▸ **WORK INSTRUCTIONS**:
(1) In the article on body fat, which body areas does the writer say to measure instead of relying on BMI?
(2) Retype the stretch of the article on body fat from "Others have the" through "you know about.".

▸ **TEXT BLOCK**:
• • • •

It is said that diversity is the spice of life. It creates a special feeling of uniqueness to know that there is no one else like you in the whole world. It shows your Creator was looking out for your self-esteem.
That self-esteem boost comes at a cost though. Some people are big, some are small, some are tall and some are short. Some seem to guttle all the food in the world but never really grow.
Others have the appetite of an ant but somehow they grow like maize plantations in season. Such are the incomparable give-aways that come with being unlike anyone else. You get issues that only you know about.
A few years ago we were at the skills lab with classmates, checking out vital signs and acting goofy. One of us was amply built and we expected her blood pressure to be scaling new heights.
It wasn’t. It was actually quite content hovering around normal values. Big she was but fit she was. I will readily attest her fine form of health to the worries of doing a medical course, but it did show something. No one is born to be unhealthy.
There is a correlation of sorts between how much you weighed at birth & how big you end up growing. Whichever route you find yourself plying, a high-performance body is yours for the taking. We all have our part to play in keeping our bodies operating at optimum. But just as our bodies are different, the amount of work we should put in varies too.
So when do you know you are cut out to dot on your body with more healthy love? I know BMI is a test some professionals swear by…& they are mostly right.
However, it is a system from yore & has not been decorated with modern knowledge yet. Height & weight ratios may miss out on specifics like healthy muscle weight.
A measure of areas where fat is prone to settle is more accurate, like tummy, hip & upper arm circumference. Done with a tape measure & compared with normal values, it is a more precise outlook on how you are faring.
So suppose you find alarming double digits and wish to get back on good terms with yourself, where and how do you take the first step? Abdominal weight is closer to the heart & poses a greater risk.
Don’t take any shortcuts, though. Most will harm you in some way. Nothing good should come so easy. Better to be patient and reach your goal safely than arrive too soon with novel health conditions that automatically make you the first test subject. You ain’t dying tomorrow.
Start slow on the exercise and build your fitness. Give it time. Healthy changes are gradual. Just for you,( all of us actually, bad stuff is bad stuff no matter where you stand) here are things to watch out for:
Reduce the intake of animal fat. It is already processed and just waiting to be stored. I would advocate for doing away with flesh completely, but if not appropriately substituted we risk missing out on crucial nutrients.
Replace that fatty chunk with healthier foods. If you kick out something or reduce it, you bring in something else. . Whole grains, legumes, greens…you know the crew. There are over 20,000 edible plants. Take your pick. Make them equally tasty or your diet plan will live a short life. The greens have fibers that will fill you up quickly and boost your digestion too.
Give the sugars an extended holiday. Sugars are in many foods we eat. All foods are not sweet because sugars have different properties and concentrations vary. The soft drinks and shop candy are so sweet because the sugars are concentrated. Here’s the catch. The body also stores the sugars as fat once it converts them. See where I am going? Concentrated sugar equals concentrated fat.
Exercise. All the best eating practices in the world cannot match up to this. Gym work is the Lord’s work. A jog or even brisk walking is proportionate, simpler, and effective if the distance is adequate.
You get plenty of air as a bonus too. Cancer cells like an acidic environment. Exercise without fresh air is one way to get yourself acidic pretty fast. I know you don’t want to give cancerous cells any encouragement. Me neither.
Alcohol. The bane of livers the world over. Turns out this super complex tiny mega factory called the liver is what converts sugars to fat and vice versa. All that exercise will amount to naught if your body cannot convert the excess fat to sugars.
Something about salt. Don’t throw it away completely. The body still needs it in small amounts for things like nerve impulse conduction. Nerve impulses run the show, from breathing, to pumping hearts to blinking.
You still need oils. They are the building blocks of benevolent big boys like hormones and they are part of what makes our cells. You just don’t need 2litres at a single meal. No one’s body is that big.

• • • •

Natural language descriptions of regions
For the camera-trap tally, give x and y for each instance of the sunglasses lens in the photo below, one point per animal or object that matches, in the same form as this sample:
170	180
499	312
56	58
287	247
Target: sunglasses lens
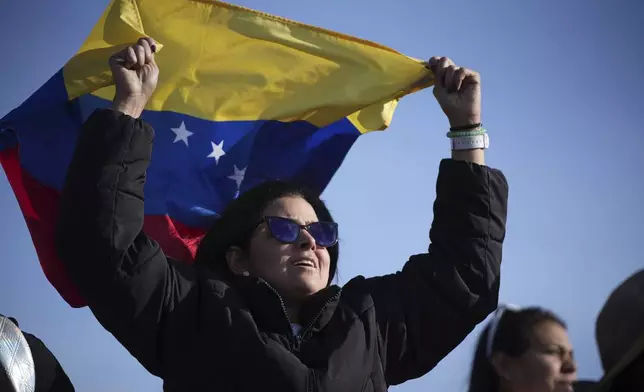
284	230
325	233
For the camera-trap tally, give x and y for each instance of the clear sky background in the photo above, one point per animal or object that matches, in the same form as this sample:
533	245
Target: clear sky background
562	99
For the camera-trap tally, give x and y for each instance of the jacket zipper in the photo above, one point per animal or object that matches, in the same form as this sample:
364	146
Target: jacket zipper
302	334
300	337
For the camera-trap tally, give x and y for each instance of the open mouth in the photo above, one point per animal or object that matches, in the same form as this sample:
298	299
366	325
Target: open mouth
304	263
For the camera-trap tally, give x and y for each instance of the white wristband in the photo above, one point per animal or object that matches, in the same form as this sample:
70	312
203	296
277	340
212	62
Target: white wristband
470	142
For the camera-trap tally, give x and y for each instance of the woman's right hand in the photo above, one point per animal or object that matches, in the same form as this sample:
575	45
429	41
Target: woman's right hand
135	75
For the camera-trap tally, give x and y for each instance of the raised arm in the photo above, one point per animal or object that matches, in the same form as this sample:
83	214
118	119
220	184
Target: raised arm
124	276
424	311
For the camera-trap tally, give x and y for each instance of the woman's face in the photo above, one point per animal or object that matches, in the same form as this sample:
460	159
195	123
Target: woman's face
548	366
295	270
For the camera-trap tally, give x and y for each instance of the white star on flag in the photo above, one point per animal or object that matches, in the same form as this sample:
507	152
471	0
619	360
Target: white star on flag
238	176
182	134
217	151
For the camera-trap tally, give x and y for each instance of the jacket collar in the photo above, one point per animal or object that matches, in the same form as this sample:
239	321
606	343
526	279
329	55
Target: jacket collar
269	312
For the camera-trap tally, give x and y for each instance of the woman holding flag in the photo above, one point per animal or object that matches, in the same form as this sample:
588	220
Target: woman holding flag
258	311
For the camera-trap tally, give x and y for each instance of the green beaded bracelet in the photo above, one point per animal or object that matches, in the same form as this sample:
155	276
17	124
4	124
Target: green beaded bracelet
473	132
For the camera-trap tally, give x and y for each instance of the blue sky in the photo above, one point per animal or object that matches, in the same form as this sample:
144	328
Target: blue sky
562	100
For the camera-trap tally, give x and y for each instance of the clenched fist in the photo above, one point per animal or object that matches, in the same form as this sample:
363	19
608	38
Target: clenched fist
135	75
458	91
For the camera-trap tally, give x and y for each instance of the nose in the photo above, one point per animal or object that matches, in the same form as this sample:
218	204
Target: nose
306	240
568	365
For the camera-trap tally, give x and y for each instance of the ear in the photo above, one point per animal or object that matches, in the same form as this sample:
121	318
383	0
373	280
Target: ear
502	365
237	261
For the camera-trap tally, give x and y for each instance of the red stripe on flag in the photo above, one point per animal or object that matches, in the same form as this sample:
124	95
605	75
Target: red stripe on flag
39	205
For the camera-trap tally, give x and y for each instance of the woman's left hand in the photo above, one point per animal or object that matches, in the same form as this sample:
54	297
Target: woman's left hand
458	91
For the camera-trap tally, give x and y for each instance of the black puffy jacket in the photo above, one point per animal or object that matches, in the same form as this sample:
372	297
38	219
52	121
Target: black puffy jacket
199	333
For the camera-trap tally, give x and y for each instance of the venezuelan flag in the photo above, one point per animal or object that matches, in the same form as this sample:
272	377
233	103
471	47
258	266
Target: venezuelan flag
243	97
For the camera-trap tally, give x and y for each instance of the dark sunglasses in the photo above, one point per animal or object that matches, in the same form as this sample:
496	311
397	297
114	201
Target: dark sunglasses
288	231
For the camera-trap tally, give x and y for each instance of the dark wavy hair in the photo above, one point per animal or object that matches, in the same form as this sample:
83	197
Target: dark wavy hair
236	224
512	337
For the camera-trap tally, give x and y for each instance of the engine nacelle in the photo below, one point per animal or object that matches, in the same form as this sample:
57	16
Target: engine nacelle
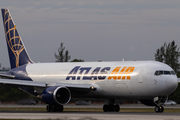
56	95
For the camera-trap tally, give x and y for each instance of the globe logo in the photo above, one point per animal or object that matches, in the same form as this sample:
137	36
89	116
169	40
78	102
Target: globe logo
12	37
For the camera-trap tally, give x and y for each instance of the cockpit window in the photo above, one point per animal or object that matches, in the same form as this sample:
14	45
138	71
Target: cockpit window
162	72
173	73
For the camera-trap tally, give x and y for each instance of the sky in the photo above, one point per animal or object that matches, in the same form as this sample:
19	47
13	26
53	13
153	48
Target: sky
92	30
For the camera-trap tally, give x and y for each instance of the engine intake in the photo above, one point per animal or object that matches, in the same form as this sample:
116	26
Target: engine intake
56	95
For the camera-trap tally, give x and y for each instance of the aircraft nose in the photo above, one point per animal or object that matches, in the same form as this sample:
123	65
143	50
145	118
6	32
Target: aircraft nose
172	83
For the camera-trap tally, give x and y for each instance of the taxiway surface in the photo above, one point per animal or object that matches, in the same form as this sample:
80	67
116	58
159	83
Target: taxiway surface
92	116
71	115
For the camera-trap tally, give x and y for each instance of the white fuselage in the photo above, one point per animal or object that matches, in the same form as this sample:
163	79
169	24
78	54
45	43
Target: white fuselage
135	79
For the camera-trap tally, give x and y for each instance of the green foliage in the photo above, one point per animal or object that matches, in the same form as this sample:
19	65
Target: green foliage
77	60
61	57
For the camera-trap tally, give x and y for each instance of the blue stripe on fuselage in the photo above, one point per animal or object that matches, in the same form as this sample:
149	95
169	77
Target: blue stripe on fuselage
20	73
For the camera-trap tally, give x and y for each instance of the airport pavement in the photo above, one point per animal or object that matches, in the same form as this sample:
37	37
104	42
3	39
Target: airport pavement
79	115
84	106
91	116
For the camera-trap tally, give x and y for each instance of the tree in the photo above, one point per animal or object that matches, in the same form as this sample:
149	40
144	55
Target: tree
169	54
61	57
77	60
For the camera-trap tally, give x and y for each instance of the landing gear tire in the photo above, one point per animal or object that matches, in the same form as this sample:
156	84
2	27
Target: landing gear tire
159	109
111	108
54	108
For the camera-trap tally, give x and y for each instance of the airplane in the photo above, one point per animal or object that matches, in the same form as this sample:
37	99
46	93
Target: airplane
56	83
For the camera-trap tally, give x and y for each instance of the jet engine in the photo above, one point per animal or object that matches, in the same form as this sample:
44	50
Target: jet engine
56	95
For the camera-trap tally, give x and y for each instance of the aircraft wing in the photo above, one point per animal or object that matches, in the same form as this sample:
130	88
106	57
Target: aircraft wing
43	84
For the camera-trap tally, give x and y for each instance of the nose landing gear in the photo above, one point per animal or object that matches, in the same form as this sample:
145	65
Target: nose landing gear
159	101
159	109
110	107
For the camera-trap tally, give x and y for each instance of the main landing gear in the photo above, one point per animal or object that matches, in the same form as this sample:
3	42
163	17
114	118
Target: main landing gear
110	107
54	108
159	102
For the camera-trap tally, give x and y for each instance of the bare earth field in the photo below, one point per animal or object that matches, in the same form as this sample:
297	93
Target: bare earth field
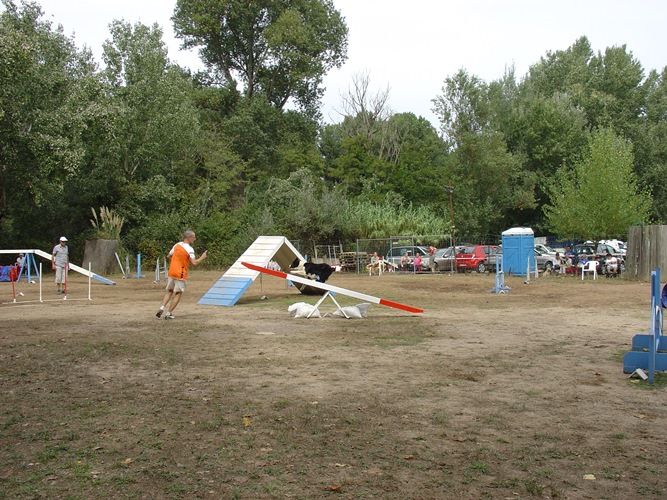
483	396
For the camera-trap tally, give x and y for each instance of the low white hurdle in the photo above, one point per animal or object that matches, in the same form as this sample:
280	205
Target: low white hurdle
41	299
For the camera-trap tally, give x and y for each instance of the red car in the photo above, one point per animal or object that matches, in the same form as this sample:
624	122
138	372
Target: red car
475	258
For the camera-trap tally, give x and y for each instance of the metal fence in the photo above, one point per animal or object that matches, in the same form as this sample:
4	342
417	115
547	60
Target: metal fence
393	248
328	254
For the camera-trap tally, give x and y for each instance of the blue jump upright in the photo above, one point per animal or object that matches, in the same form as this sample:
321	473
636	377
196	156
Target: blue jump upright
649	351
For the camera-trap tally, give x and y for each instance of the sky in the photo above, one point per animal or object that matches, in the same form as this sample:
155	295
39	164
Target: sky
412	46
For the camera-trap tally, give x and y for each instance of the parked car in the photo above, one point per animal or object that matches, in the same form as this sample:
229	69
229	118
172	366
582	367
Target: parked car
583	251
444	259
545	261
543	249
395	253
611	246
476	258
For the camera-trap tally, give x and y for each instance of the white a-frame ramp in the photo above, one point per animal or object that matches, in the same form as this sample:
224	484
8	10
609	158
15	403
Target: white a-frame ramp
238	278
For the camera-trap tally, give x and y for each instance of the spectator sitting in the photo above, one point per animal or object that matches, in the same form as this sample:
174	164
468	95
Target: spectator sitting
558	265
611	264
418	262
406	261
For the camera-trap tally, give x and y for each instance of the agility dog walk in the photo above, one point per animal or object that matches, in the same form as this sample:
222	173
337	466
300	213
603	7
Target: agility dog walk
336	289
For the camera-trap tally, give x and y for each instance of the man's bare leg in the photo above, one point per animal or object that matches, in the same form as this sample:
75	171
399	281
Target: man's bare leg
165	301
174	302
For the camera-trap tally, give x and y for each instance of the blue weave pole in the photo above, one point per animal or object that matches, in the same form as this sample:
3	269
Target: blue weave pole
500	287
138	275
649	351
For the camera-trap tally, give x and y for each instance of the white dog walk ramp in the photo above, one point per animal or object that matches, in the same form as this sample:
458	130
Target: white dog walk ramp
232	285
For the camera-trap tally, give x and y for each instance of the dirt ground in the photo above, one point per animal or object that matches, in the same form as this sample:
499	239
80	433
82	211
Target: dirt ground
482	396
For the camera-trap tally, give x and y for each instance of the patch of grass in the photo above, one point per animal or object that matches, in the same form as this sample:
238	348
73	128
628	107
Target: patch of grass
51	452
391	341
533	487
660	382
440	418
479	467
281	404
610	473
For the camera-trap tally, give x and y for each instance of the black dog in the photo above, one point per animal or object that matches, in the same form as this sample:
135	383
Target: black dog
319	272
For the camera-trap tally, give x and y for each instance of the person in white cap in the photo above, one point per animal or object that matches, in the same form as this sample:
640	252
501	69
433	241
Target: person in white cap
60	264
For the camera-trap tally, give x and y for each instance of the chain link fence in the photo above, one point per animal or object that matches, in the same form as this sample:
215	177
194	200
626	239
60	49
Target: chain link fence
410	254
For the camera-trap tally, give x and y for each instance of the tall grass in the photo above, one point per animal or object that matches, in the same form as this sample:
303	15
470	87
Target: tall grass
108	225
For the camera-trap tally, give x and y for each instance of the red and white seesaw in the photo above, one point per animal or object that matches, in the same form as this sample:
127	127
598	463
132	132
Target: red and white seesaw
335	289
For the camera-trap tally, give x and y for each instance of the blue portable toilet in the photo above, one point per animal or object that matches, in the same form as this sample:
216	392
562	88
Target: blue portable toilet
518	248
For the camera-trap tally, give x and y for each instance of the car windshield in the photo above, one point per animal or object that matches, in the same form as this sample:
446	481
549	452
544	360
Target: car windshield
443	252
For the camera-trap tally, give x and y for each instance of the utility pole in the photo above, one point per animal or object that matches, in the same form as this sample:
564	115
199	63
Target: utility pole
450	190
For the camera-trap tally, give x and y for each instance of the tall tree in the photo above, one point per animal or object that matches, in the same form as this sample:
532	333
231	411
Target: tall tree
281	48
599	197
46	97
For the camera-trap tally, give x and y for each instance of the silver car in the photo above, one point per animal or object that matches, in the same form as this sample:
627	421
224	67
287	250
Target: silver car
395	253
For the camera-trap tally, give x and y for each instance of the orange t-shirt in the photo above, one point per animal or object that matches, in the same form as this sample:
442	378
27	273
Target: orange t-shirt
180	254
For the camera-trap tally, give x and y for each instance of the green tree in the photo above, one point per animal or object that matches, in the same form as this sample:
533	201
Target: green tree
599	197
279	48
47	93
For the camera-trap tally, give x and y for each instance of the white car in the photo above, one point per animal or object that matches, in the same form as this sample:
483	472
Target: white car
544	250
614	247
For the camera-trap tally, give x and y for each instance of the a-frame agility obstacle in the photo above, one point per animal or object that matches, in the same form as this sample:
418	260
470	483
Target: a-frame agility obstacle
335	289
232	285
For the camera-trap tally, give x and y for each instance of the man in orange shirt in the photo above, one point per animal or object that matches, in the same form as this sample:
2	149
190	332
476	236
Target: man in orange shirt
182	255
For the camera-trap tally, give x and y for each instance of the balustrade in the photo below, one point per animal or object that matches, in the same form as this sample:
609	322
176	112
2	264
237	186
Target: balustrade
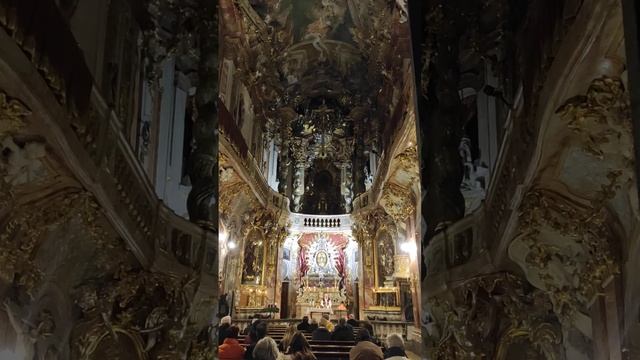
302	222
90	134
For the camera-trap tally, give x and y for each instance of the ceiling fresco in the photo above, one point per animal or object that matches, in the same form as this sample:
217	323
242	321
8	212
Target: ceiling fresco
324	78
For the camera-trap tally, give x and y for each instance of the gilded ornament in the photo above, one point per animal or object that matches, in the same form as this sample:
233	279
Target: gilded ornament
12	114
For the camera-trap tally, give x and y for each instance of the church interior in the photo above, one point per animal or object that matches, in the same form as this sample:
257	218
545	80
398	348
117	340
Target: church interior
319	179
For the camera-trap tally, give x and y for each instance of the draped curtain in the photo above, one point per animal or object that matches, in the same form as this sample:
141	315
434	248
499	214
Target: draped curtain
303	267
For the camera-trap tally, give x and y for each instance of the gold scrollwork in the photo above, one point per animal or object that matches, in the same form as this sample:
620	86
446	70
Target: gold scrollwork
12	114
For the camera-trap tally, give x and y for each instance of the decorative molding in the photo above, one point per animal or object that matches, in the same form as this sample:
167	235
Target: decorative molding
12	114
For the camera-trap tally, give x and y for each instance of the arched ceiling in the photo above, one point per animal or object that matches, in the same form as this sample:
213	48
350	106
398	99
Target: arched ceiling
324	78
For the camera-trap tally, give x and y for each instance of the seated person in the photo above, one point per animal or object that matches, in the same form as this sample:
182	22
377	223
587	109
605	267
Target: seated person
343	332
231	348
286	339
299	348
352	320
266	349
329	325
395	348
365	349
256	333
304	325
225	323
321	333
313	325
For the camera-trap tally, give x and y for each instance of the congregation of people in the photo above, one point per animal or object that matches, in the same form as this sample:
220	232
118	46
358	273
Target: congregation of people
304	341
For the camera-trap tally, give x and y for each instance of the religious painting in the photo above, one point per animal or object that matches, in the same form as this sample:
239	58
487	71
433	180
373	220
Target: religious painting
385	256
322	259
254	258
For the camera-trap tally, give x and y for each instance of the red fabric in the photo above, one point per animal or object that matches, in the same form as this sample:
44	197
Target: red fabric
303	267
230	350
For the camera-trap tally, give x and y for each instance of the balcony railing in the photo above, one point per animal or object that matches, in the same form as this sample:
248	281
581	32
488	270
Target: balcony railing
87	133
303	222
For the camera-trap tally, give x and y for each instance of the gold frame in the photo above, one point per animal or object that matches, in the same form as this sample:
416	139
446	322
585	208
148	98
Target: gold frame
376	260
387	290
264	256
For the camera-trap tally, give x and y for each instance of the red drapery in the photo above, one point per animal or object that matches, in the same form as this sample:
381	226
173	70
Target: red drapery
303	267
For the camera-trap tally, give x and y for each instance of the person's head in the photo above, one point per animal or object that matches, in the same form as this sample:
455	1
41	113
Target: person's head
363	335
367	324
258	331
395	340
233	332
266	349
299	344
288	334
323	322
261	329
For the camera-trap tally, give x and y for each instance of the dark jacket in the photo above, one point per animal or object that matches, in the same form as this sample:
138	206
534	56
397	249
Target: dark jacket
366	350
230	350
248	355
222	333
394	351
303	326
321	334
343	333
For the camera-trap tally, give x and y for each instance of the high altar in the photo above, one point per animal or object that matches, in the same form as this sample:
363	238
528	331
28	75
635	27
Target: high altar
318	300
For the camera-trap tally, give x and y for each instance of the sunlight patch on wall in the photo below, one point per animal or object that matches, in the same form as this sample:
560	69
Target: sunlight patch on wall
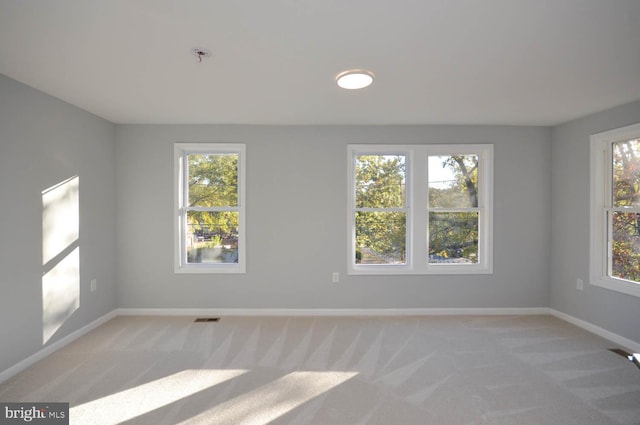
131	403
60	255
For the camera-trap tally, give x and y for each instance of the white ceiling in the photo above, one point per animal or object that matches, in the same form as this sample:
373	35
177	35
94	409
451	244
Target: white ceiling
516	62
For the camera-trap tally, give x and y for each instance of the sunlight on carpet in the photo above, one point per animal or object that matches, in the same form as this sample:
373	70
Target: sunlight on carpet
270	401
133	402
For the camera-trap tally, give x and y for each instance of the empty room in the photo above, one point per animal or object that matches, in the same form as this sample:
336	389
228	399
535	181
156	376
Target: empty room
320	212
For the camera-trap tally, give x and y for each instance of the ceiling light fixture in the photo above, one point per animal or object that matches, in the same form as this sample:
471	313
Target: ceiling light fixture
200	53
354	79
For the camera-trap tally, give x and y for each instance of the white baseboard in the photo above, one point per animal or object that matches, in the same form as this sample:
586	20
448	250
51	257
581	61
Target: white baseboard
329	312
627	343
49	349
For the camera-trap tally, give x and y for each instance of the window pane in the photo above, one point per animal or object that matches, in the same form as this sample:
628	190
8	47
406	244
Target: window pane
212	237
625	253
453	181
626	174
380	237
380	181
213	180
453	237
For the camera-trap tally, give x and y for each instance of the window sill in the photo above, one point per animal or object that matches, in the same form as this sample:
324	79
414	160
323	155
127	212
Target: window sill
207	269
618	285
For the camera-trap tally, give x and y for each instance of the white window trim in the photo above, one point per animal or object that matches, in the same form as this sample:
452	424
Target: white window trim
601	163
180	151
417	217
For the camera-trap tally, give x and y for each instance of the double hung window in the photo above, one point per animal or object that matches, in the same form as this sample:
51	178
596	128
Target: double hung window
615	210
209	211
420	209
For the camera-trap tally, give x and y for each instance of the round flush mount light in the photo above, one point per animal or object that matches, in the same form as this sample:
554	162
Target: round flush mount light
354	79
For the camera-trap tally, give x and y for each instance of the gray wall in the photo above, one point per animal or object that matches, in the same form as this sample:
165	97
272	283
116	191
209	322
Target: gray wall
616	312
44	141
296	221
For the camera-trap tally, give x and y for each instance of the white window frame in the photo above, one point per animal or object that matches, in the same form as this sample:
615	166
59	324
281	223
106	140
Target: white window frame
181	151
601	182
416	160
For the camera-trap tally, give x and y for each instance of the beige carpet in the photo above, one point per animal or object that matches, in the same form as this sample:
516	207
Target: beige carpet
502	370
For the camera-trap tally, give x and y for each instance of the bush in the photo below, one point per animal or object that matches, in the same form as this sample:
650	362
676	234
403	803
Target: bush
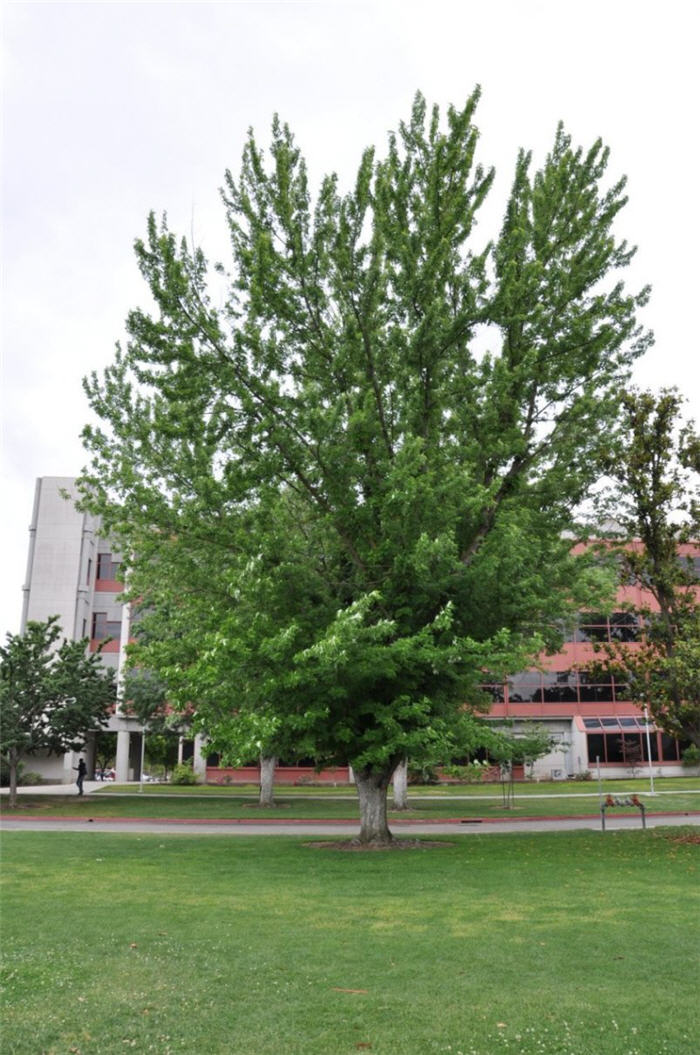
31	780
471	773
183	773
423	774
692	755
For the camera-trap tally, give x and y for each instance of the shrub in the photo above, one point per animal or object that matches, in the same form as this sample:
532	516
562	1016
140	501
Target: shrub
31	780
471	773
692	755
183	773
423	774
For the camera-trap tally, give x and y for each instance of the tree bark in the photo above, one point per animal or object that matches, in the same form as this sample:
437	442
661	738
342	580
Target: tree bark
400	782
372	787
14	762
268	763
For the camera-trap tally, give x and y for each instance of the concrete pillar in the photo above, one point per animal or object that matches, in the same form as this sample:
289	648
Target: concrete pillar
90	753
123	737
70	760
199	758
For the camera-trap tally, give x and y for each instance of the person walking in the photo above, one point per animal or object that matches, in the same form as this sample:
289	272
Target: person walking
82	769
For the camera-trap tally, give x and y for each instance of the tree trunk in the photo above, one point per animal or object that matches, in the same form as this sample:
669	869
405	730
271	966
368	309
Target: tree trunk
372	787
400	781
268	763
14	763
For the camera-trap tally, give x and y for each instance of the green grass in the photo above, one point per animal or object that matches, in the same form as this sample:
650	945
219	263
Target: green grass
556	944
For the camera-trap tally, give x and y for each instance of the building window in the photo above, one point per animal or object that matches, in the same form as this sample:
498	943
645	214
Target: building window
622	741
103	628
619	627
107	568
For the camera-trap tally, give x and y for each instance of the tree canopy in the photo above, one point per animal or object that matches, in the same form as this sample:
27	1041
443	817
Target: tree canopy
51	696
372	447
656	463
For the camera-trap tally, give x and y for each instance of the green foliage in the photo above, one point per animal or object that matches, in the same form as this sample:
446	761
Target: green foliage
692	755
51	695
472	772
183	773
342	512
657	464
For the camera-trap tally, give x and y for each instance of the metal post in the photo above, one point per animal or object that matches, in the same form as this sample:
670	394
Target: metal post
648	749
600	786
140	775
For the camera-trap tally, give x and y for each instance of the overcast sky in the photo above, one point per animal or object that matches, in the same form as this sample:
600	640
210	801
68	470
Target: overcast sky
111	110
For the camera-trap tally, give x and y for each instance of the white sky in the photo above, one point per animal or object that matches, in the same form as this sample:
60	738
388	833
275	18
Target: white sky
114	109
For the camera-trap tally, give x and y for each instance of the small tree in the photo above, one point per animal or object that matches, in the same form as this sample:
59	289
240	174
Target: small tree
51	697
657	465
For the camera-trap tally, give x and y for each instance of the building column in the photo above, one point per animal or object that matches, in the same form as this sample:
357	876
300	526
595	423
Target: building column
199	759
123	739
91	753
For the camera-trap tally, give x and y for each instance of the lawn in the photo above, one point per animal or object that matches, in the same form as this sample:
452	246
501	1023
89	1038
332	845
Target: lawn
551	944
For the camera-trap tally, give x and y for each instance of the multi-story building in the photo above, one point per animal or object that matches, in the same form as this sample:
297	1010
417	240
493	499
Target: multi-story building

• • • •

▸ **TASK-BY-TASK OUTPUTS**:
(1) Tummy, hip and upper arm circumference.

(2)
Others have the appetite of an ant but somehow they grow like maize plantations in season. Such are the incomparable give-aways that come with being unlike anyone else. You get issues that only you know about.